> [Entries]:
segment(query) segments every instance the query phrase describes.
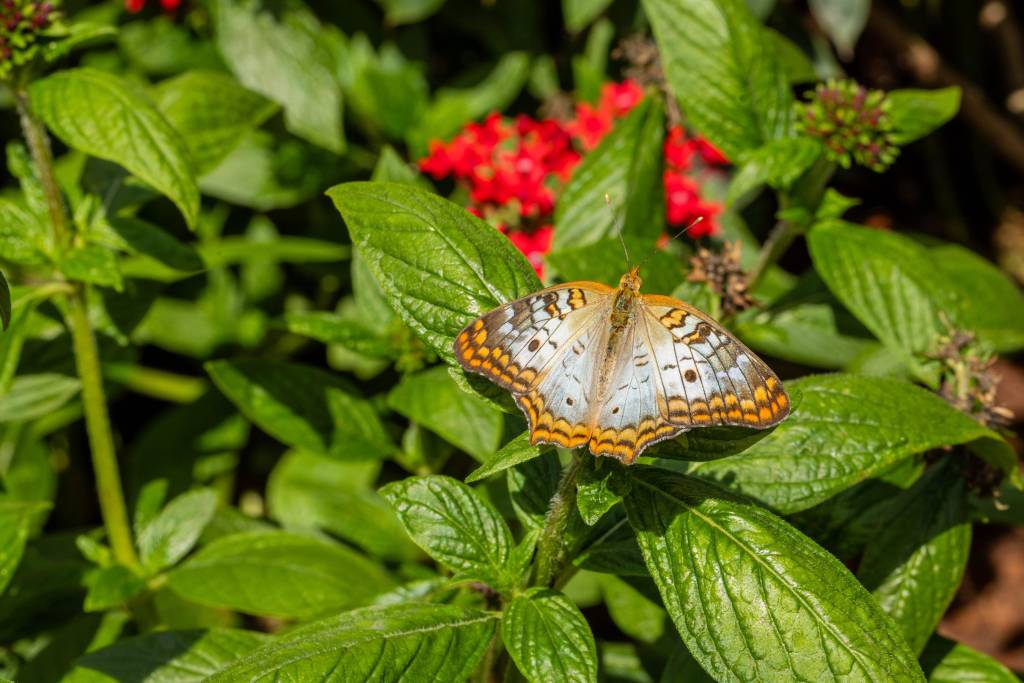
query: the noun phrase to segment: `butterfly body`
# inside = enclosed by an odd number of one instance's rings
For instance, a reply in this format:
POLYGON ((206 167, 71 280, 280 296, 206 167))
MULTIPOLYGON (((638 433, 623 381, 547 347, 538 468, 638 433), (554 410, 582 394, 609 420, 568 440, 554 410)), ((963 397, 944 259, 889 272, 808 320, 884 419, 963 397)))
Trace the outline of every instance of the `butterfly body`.
POLYGON ((706 313, 640 285, 633 268, 615 289, 567 283, 504 304, 459 334, 456 357, 512 392, 532 443, 627 464, 694 427, 785 418, 788 397, 764 361, 706 313))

> [Task description]: Reproduce every line of the entries above, requests included, and leave out the pictures. Add 21 to each vertex coordinate in the answer polygons only, keeping all other numbers unchanged.

> [Exercise solution]:
segment(query) segments every instance the query phrase describes.
query: the noun phrase to segment: `butterfly body`
# inside = enclosed by an odd number of one instance's rings
For instance, a reply in this format:
POLYGON ((206 167, 71 280, 280 296, 206 167))
MULTIPOLYGON (((638 433, 623 381, 547 347, 538 468, 638 433), (554 410, 582 394, 609 420, 568 440, 554 410)), ((963 397, 944 259, 889 272, 808 320, 884 419, 963 397)))
Trace the outline of every instance of the `butterfly body`.
POLYGON ((727 334, 661 306, 654 289, 636 310, 588 304, 525 325, 480 355, 477 378, 533 413, 553 464, 648 485, 715 448, 806 439, 809 418, 785 382, 727 334))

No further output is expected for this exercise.